* [Data provided]:

------------------------------------------------------------

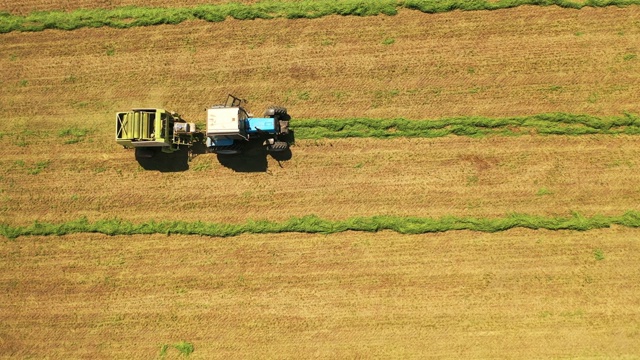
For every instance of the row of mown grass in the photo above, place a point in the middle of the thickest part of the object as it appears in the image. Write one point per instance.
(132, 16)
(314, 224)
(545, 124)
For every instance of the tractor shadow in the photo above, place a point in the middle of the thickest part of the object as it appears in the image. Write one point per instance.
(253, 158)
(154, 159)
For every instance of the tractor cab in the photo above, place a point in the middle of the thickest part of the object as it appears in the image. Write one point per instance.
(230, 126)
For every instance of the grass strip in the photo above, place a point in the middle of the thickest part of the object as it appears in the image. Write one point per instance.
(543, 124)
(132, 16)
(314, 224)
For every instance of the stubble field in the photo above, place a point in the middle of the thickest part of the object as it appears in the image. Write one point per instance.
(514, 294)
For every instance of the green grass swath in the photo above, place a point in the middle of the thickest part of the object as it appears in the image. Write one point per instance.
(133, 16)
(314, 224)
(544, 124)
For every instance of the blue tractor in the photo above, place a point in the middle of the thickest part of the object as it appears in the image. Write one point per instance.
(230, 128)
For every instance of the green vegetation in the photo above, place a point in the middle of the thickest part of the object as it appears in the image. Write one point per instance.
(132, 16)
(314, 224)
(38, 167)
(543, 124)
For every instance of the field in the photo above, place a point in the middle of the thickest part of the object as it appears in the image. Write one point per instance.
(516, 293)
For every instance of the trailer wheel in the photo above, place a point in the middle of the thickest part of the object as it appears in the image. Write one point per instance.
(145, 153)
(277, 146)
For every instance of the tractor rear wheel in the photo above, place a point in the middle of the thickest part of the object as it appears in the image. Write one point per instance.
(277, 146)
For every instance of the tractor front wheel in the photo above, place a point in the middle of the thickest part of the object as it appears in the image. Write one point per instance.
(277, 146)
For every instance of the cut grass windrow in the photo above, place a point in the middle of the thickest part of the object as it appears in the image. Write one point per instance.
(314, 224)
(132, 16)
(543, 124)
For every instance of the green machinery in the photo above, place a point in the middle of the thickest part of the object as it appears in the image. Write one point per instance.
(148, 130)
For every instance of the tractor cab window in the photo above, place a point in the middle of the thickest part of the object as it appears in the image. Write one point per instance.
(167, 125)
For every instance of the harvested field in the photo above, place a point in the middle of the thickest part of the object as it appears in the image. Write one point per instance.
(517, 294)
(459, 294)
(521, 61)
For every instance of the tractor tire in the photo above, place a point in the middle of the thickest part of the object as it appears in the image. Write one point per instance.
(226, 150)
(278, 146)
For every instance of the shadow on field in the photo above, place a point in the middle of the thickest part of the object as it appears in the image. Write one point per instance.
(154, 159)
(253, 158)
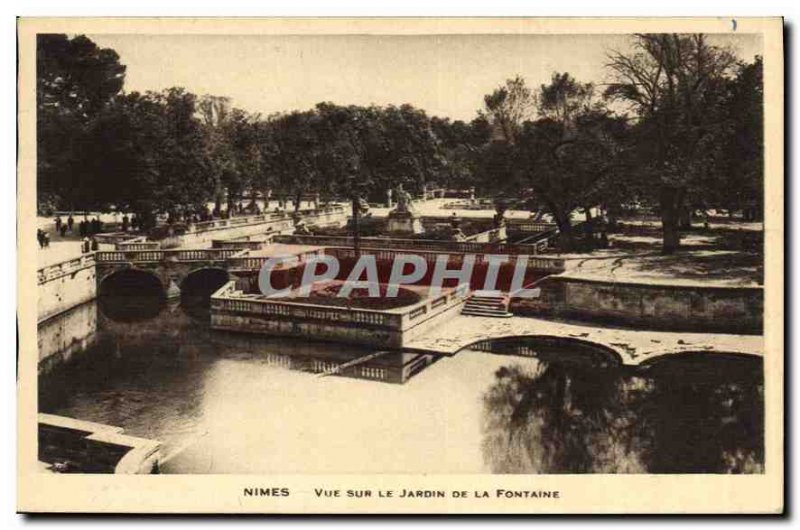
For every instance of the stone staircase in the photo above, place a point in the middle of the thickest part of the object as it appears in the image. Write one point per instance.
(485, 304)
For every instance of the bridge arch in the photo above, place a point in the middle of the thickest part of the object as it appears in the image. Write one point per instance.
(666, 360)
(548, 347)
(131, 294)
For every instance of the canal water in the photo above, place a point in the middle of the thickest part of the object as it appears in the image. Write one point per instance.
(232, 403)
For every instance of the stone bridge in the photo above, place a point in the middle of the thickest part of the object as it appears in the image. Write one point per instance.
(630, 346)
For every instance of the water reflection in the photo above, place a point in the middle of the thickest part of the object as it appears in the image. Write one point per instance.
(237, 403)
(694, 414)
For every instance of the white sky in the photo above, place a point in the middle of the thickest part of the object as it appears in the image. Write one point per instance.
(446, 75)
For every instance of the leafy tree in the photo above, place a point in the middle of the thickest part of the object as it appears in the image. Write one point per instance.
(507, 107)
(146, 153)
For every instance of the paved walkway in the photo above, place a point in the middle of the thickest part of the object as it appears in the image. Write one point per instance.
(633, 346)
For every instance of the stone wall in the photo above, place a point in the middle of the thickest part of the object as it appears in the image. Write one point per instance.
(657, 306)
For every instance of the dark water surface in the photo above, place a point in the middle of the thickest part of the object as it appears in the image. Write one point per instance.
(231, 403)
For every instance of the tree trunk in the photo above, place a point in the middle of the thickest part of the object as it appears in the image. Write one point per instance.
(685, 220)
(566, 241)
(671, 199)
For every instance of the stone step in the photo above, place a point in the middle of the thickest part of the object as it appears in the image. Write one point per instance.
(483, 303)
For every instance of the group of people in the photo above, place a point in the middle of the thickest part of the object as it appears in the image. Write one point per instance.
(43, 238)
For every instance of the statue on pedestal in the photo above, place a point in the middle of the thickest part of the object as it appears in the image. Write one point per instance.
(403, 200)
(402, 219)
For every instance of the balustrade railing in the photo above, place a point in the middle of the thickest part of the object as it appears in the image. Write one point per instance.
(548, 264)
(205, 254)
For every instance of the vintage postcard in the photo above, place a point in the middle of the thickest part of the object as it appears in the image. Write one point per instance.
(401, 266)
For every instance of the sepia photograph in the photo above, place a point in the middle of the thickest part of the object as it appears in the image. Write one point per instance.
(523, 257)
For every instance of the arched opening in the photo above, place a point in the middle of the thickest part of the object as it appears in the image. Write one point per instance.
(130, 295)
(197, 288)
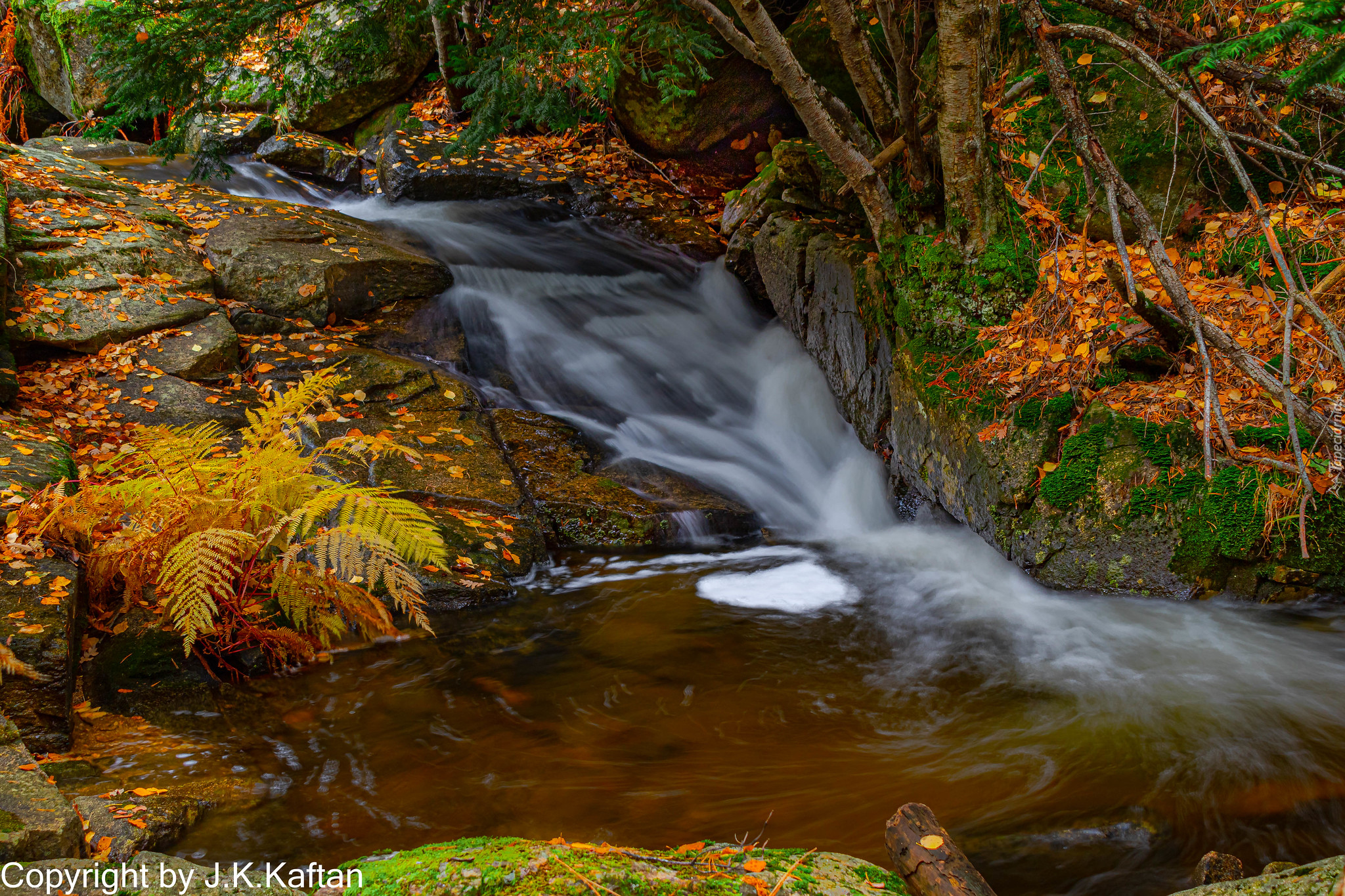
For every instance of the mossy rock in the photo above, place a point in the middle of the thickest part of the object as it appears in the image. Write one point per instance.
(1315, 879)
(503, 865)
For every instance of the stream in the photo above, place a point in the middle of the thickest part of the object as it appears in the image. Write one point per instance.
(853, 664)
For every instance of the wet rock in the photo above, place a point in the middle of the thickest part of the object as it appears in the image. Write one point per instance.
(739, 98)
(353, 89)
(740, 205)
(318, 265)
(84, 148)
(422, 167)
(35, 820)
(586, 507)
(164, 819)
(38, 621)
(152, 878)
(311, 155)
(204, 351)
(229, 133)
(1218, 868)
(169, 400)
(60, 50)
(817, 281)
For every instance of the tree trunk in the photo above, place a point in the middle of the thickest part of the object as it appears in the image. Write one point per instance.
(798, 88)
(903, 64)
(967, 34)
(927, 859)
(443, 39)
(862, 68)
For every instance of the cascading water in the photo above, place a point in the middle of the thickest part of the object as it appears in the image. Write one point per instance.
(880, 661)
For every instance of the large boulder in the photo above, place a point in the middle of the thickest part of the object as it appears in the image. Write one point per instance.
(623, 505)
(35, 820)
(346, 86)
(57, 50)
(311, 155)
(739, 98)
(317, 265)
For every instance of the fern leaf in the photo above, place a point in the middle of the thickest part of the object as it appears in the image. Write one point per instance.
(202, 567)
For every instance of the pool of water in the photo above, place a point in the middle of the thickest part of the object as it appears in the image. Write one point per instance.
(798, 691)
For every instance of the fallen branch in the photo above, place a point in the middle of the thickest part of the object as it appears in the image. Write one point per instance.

------------------------------------------------------------

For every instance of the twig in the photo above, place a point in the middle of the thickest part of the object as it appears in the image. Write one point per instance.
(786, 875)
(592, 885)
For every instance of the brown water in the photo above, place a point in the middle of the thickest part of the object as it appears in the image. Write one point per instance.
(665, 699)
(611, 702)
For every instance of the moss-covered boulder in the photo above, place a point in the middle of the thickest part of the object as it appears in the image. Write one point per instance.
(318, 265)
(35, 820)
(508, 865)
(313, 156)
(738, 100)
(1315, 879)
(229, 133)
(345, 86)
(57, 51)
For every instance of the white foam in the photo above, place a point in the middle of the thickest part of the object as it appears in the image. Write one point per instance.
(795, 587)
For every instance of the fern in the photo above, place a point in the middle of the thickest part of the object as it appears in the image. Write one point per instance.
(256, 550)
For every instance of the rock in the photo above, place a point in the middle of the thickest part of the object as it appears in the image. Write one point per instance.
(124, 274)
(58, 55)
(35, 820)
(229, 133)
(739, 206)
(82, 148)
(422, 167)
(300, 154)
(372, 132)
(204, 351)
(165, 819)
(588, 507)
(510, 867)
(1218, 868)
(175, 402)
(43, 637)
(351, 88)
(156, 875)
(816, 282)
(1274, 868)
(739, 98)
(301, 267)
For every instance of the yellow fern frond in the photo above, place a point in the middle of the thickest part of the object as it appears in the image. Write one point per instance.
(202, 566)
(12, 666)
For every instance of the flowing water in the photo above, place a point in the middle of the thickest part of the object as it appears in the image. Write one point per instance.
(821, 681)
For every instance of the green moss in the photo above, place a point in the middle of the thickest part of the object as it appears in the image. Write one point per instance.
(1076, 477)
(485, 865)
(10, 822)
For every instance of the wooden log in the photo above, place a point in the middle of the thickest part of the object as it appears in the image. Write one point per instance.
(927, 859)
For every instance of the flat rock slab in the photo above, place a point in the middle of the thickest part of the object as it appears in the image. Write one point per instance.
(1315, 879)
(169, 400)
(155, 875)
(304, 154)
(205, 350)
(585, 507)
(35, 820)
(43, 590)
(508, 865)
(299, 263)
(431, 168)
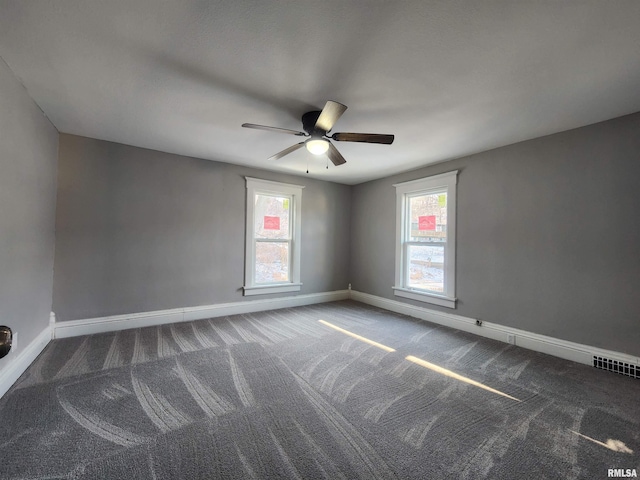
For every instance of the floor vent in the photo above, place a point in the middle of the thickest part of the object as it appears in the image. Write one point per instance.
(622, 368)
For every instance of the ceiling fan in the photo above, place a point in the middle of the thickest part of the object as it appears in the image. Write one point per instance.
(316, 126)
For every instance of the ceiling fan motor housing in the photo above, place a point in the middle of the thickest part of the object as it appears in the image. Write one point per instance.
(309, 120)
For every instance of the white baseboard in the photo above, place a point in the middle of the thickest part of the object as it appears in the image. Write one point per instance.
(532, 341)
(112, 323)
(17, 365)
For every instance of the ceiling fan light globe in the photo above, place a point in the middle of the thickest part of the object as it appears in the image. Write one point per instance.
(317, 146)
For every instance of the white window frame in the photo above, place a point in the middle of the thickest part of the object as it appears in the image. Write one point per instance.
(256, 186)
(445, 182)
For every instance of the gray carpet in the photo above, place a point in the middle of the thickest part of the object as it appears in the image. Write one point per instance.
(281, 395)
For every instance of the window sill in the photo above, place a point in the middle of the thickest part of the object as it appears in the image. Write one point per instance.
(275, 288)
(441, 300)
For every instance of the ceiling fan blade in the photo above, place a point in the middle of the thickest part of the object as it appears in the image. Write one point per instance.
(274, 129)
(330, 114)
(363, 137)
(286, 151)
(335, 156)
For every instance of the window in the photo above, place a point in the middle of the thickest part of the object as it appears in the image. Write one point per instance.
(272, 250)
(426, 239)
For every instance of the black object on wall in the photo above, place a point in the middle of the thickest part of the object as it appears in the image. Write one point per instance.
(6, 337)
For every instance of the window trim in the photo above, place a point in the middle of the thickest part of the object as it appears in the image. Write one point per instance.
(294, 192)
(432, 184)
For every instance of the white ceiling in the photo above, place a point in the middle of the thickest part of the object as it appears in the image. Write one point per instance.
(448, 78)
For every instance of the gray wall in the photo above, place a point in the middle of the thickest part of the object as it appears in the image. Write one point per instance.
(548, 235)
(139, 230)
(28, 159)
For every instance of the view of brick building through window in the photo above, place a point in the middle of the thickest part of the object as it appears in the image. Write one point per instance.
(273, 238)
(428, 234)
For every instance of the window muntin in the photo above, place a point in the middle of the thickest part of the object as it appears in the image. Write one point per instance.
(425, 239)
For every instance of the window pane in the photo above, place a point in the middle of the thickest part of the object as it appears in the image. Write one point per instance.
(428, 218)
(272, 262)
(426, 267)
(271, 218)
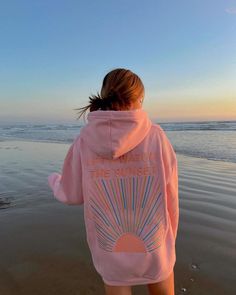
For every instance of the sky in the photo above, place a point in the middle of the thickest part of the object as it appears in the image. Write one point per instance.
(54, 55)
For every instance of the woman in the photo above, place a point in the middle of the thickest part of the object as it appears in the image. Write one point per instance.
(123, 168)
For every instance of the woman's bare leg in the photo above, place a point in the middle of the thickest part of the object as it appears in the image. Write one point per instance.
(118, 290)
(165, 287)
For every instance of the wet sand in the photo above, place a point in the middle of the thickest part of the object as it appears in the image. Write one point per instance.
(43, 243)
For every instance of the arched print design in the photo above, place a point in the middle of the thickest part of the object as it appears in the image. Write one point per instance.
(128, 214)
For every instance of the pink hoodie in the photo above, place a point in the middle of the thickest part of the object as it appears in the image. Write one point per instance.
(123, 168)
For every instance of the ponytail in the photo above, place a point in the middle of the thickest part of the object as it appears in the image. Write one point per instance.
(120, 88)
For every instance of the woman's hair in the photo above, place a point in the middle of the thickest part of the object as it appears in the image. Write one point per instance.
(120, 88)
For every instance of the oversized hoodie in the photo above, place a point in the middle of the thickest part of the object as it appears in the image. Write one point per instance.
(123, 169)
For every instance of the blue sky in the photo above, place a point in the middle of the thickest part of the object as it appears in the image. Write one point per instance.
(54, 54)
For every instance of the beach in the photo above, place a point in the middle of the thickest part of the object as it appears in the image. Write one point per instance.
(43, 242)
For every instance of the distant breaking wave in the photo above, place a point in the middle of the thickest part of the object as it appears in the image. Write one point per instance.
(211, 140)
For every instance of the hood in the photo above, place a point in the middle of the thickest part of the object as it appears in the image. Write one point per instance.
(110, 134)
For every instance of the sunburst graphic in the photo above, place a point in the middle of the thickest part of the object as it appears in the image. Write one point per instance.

------------------------------------------------------------

* [Aim]:
Return every line of the items above that contains the string "tractor", treating uppercase and lowercase as different characters.

* [Exercise result]:
For every instance of the tractor shadow in the photo above, place a point in the middle of the thickest part of the object as it appears in the image. Write one point per instance.
For every instance of the tractor cab in the photo above, place a point in the middle of the thickest part of the object as it appears in the image. Write one point per instance.
For every instance of the blue tractor in the photo above, place a point in the middle of the thickest part of the object as it appears in the image. Write one point per instance.
For every instance of the tractor rear wheel in the photo above, place a point in the middle of the thickest part of the object as it appears in the image. Write one point per instance.
For every instance of the tractor front wheel in the photo above, place a point in the middle of the thickest part of the object as it appears in the image. Write one point per instance.
For every instance of the tractor cab window in the photo above, place a point in the middle of the thickest part of the object as it appears in the image. Write one point per instance.
For every instance of the tractor tire in the photo above, place a point in the middle of the thickest part of the object as it appears in the image. Write one point per instance.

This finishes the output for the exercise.